*Problem details:* Quote verbatim every line in the entries below, from the line containing "If any white ceiling" through the line containing "xmin=124 ymin=82 xmax=374 ymax=96", including both of those lines.

Photo labels with boxes
_____

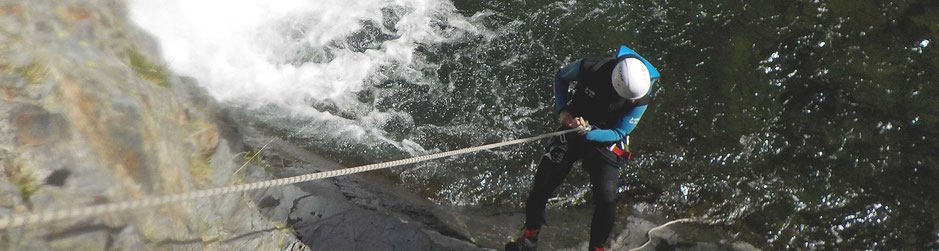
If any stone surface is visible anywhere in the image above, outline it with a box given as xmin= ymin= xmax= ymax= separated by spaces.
xmin=0 ymin=0 xmax=306 ymax=250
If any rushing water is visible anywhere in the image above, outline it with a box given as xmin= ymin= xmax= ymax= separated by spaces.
xmin=132 ymin=0 xmax=939 ymax=249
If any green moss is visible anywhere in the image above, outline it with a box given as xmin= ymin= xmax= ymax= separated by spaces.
xmin=189 ymin=154 xmax=212 ymax=184
xmin=125 ymin=49 xmax=170 ymax=87
xmin=2 ymin=161 xmax=39 ymax=202
xmin=13 ymin=63 xmax=49 ymax=84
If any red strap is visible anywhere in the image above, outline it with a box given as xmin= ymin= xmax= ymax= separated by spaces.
xmin=610 ymin=144 xmax=633 ymax=160
xmin=522 ymin=229 xmax=538 ymax=240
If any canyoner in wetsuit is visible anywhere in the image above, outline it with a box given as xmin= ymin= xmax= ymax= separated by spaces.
xmin=505 ymin=46 xmax=659 ymax=250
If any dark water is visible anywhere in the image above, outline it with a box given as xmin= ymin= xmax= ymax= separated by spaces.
xmin=258 ymin=0 xmax=939 ymax=249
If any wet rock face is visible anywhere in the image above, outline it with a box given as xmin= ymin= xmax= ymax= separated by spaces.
xmin=0 ymin=0 xmax=297 ymax=250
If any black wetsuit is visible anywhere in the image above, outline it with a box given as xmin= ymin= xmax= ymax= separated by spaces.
xmin=525 ymin=50 xmax=658 ymax=247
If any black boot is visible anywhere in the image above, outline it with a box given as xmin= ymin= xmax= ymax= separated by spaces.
xmin=505 ymin=230 xmax=538 ymax=251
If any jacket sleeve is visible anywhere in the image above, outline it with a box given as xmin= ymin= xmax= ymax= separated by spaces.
xmin=586 ymin=105 xmax=648 ymax=142
xmin=554 ymin=60 xmax=581 ymax=113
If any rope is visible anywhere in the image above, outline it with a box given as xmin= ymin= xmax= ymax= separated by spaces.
xmin=0 ymin=128 xmax=583 ymax=230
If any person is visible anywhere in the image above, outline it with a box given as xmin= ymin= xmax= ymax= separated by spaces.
xmin=505 ymin=46 xmax=659 ymax=251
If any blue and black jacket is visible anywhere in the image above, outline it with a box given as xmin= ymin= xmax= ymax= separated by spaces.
xmin=554 ymin=46 xmax=659 ymax=142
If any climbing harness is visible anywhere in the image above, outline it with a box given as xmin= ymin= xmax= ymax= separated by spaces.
xmin=0 ymin=128 xmax=583 ymax=230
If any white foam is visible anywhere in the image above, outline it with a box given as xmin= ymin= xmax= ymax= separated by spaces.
xmin=129 ymin=0 xmax=482 ymax=155
xmin=130 ymin=0 xmax=452 ymax=106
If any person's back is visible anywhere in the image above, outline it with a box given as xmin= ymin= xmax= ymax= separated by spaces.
xmin=505 ymin=46 xmax=659 ymax=251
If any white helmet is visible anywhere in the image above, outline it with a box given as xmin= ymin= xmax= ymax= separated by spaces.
xmin=613 ymin=58 xmax=652 ymax=99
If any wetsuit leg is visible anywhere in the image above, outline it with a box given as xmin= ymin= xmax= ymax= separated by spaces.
xmin=525 ymin=135 xmax=583 ymax=230
xmin=583 ymin=148 xmax=624 ymax=247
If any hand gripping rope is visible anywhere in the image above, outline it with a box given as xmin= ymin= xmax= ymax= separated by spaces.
xmin=0 ymin=128 xmax=583 ymax=230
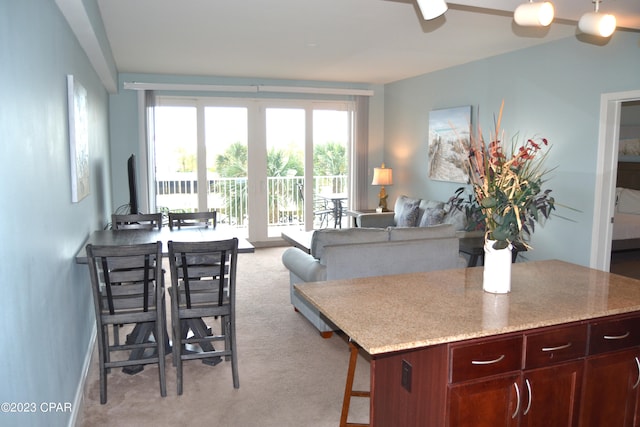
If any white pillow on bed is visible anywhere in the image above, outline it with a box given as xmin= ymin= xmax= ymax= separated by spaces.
xmin=618 ymin=188 xmax=640 ymax=215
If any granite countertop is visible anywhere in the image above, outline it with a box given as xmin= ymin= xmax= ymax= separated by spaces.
xmin=296 ymin=260 xmax=640 ymax=355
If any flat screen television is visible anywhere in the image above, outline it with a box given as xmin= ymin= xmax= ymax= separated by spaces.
xmin=127 ymin=154 xmax=139 ymax=214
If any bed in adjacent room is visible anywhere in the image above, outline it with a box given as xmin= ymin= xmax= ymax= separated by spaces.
xmin=611 ymin=161 xmax=640 ymax=252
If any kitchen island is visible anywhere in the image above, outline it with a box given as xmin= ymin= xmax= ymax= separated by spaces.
xmin=296 ymin=261 xmax=640 ymax=427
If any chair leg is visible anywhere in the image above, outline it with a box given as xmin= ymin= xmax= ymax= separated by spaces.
xmin=340 ymin=341 xmax=371 ymax=427
xmin=98 ymin=325 xmax=109 ymax=405
xmin=154 ymin=314 xmax=167 ymax=397
xmin=227 ymin=317 xmax=240 ymax=388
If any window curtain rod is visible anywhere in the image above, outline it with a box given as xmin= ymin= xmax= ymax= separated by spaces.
xmin=124 ymin=82 xmax=373 ymax=96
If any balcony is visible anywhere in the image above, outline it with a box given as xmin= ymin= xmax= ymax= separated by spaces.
xmin=156 ymin=172 xmax=348 ymax=228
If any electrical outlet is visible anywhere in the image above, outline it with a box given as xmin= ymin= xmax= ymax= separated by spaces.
xmin=402 ymin=359 xmax=411 ymax=392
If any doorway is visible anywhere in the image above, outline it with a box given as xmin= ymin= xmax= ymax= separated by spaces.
xmin=589 ymin=90 xmax=640 ymax=271
xmin=150 ymin=96 xmax=355 ymax=242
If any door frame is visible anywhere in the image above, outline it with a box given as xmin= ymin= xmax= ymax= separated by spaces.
xmin=589 ymin=90 xmax=640 ymax=271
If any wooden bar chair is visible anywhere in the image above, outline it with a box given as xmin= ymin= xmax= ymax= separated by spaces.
xmin=168 ymin=238 xmax=240 ymax=395
xmin=111 ymin=213 xmax=162 ymax=230
xmin=340 ymin=339 xmax=371 ymax=427
xmin=86 ymin=242 xmax=167 ymax=404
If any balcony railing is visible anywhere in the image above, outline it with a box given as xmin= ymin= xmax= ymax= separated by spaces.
xmin=156 ymin=172 xmax=347 ymax=227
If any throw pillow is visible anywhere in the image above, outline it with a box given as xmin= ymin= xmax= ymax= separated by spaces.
xmin=418 ymin=208 xmax=445 ymax=227
xmin=396 ymin=201 xmax=420 ymax=227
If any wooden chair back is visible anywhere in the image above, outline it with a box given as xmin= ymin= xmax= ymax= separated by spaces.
xmin=86 ymin=242 xmax=168 ymax=404
xmin=111 ymin=213 xmax=162 ymax=230
xmin=168 ymin=238 xmax=240 ymax=395
xmin=169 ymin=211 xmax=217 ymax=230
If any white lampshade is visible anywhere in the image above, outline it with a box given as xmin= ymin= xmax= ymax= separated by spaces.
xmin=578 ymin=12 xmax=616 ymax=37
xmin=513 ymin=1 xmax=555 ymax=27
xmin=371 ymin=163 xmax=393 ymax=185
xmin=417 ymin=0 xmax=449 ymax=20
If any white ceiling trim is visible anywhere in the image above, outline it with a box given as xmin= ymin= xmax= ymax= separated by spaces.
xmin=56 ymin=0 xmax=118 ymax=93
xmin=124 ymin=82 xmax=374 ymax=96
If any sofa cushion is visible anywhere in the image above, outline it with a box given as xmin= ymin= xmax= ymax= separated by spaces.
xmin=311 ymin=228 xmax=389 ymax=261
xmin=443 ymin=206 xmax=467 ymax=230
xmin=416 ymin=200 xmax=445 ymax=227
xmin=388 ymin=224 xmax=456 ymax=241
xmin=394 ymin=196 xmax=420 ymax=227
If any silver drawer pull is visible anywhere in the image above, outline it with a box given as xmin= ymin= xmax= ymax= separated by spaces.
xmin=542 ymin=342 xmax=573 ymax=351
xmin=471 ymin=354 xmax=504 ymax=365
xmin=603 ymin=331 xmax=631 ymax=340
xmin=511 ymin=383 xmax=520 ymax=419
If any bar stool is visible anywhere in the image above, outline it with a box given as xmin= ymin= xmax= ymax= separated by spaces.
xmin=340 ymin=338 xmax=371 ymax=427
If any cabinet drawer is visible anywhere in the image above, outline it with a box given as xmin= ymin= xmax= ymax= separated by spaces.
xmin=449 ymin=335 xmax=523 ymax=383
xmin=524 ymin=324 xmax=588 ymax=369
xmin=589 ymin=317 xmax=640 ymax=354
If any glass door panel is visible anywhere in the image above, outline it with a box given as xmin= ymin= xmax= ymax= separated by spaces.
xmin=155 ymin=106 xmax=198 ymax=216
xmin=313 ymin=109 xmax=350 ymax=228
xmin=265 ymin=108 xmax=306 ymax=237
xmin=205 ymin=107 xmax=249 ymax=235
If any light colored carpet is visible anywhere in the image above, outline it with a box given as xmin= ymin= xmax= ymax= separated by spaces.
xmin=78 ymin=248 xmax=369 ymax=427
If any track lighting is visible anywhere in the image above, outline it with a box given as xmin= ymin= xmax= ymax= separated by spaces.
xmin=513 ymin=0 xmax=554 ymax=27
xmin=417 ymin=0 xmax=449 ymax=20
xmin=578 ymin=0 xmax=616 ymax=37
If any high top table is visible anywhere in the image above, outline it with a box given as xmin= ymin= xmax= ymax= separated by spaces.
xmin=295 ymin=260 xmax=640 ymax=427
xmin=76 ymin=227 xmax=255 ymax=374
xmin=76 ymin=227 xmax=255 ymax=264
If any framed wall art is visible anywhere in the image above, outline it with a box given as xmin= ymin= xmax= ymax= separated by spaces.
xmin=429 ymin=105 xmax=471 ymax=183
xmin=67 ymin=74 xmax=89 ymax=203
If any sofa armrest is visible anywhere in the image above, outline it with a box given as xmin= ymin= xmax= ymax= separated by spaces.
xmin=282 ymin=248 xmax=327 ymax=282
xmin=356 ymin=212 xmax=396 ymax=228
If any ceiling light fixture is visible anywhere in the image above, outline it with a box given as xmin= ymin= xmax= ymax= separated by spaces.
xmin=513 ymin=0 xmax=555 ymax=27
xmin=417 ymin=0 xmax=449 ymax=20
xmin=578 ymin=0 xmax=616 ymax=37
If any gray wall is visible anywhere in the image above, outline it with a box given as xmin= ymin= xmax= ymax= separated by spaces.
xmin=0 ymin=0 xmax=112 ymax=426
xmin=384 ymin=31 xmax=640 ymax=265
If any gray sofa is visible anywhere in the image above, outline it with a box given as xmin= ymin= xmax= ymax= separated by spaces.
xmin=282 ymin=224 xmax=466 ymax=337
xmin=356 ymin=196 xmax=467 ymax=231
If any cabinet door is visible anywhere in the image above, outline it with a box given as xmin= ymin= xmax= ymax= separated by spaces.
xmin=447 ymin=372 xmax=522 ymax=427
xmin=520 ymin=360 xmax=584 ymax=427
xmin=580 ymin=349 xmax=640 ymax=427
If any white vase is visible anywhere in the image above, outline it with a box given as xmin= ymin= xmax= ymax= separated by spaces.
xmin=482 ymin=239 xmax=512 ymax=294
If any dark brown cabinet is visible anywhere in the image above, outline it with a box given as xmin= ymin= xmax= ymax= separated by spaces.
xmin=446 ymin=325 xmax=587 ymax=427
xmin=580 ymin=317 xmax=640 ymax=427
xmin=372 ymin=322 xmax=592 ymax=427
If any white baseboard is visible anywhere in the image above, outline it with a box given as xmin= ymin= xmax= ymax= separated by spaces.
xmin=68 ymin=323 xmax=97 ymax=427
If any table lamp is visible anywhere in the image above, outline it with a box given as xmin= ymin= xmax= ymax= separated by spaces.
xmin=371 ymin=163 xmax=393 ymax=211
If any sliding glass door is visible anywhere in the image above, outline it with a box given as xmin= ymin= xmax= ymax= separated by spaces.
xmin=151 ymin=97 xmax=353 ymax=241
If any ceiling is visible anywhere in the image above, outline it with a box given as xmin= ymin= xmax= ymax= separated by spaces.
xmin=97 ymin=0 xmax=640 ymax=84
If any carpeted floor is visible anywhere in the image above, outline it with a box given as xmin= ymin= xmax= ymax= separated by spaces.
xmin=78 ymin=248 xmax=369 ymax=427
xmin=609 ymin=250 xmax=640 ymax=279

_____

*Solution to the problem:*
If any white ceiling trim is visible anywhere in the image above, outline it with a box given as xmin= ymin= xmax= ymax= separated by spaces.
xmin=56 ymin=0 xmax=118 ymax=93
xmin=124 ymin=82 xmax=374 ymax=96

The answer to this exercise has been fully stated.